● WHAT TO WORK ON:
• 1. In the tangerine passage below, when is peak tangerine season?
• 2. List every trait the tangerine passage below gives for a ripe tangerine.
• 3. Pick up the tangerine passage below after its last sentence and continue it.

● SUPPLIED TEXT:
+ + + +

The name was first used for fruit coming from Tangier, Morocco, described as a mandarin variety. Under the Tanaka classification system, Citrus tangerina is considered a separate species. Under the Swingle system, tangerines are considered to be a group of mandarin (C. reticulata) varieties. While tangerines genetically resemble mandarins, the genetics are still not thoroughly studied. The term is currently applied to any reddish-orange mandarin (and, in some jurisdictions, mandarin-like hybrids, including some tangors), but the term "tangerine" may yet acquire a definite genetic meaning.
Tangerines are smaller and less rounded than common oranges. The taste is considered less sour, as well as sweeter and stronger, than that of an orange. A ripe tangerine is firm to slightly soft, heavy for its size, and pebbly-skinned with no deep grooves, as well as orange in color. The peel is very thin, with very little bitter white mesocarp, which makes them usually easier to peel and to split into segments. All of these traits are shared by mandarins generally.
Peak tangerine season lasts from autumn to spring. Tangerines are most commonly peeled and eaten out of hand. The fresh fruit is also used in salads, desserts and main dishes. The peel is used fresh or dried as a spice or zest for baking and drinks, and eaten coated in chocolate. Fresh tangerine juice and frozen juice concentrate are commonly available in the United States. The number of seeds in each segment (carpel) varies greatly.

+ + + +

● Point-per-instance localization data:
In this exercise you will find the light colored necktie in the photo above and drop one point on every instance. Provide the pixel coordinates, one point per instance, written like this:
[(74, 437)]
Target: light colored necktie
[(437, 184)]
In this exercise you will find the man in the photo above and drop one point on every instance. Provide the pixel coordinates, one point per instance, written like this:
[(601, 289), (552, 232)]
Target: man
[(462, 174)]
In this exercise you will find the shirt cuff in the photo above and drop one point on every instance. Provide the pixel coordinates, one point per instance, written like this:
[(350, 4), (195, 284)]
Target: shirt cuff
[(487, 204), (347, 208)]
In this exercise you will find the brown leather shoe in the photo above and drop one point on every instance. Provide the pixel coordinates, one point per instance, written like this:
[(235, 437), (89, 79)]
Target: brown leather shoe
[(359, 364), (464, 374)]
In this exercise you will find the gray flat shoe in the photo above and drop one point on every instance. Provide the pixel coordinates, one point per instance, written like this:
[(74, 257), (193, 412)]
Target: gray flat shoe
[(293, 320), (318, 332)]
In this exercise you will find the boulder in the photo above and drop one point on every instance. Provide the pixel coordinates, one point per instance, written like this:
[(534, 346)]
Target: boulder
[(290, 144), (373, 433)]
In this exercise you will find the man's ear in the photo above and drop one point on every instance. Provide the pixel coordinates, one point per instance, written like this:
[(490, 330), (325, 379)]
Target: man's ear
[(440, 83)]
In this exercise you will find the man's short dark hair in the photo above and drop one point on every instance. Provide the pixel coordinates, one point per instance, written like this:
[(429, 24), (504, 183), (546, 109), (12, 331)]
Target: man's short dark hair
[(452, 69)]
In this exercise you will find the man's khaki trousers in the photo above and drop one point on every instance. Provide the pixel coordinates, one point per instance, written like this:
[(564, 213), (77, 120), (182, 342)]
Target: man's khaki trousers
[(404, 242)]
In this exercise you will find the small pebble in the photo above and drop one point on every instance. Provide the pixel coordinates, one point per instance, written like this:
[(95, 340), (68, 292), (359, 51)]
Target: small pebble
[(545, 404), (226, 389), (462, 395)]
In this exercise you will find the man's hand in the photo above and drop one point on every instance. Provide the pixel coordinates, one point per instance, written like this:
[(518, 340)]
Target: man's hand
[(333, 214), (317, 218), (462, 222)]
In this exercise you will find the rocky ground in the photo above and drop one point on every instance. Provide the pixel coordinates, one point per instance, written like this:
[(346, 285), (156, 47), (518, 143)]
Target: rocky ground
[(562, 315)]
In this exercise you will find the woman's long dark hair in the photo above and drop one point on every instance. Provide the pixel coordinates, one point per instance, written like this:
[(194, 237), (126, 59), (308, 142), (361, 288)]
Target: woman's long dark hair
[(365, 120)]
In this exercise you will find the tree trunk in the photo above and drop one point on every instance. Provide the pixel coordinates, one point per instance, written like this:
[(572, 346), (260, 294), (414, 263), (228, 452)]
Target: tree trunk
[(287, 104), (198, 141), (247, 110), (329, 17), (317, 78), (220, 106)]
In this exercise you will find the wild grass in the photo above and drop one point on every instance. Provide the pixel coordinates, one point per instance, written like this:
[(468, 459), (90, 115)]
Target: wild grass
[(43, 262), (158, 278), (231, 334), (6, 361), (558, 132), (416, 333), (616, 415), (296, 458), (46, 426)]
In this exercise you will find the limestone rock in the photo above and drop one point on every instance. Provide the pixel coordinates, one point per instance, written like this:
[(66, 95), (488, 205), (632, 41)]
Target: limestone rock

+ + + +

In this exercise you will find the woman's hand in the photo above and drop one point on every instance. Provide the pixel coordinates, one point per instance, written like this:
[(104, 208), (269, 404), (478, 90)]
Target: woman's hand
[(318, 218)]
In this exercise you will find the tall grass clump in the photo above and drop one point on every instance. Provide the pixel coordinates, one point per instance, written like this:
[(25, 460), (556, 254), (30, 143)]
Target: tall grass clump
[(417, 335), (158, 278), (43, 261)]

+ + + +

● RESPONSES TO THE EXERCISE:
• 1. Autumn to spring.

• 2. Firm to slightly soft; heavy for its size; pebbly-skinned with no deep grooves; orange in color.

• 3.
Nomenclature and varieties
Moragne "tangierines" were grown at Palatka by a Major Atway. Major Atway was said to have imported them from Morocco (capital Tangiers), which was the origin of the name "tangerine". Major Atway sold his groves to N. H. Moragne in 1843, giving the Moragne tangerine the other part of its name.
The Moragne tangerine produced a seedling which became of one of the oldest and most popular American varieties, the Dancy tangerine (zipper-skin tangerine, kid-glove orange). The Dancy is no longer widely commercially grown; it is too delicate to handle and ship well, it is susceptible to Alternaria fungus, and it bears more heavily in alternate years. Dancys are still grown for personal consumption, and many hybrids of the Dancy are grown commercially.
Both these cultivars may be pure mandarins, unlike many cultivars, which are hybrids.
Until the 1970s, the Dancy was the most widely-grown tangerine in the USA; the popularity of the fruit led to the term "tangerine" being broadly applied as a marketing name.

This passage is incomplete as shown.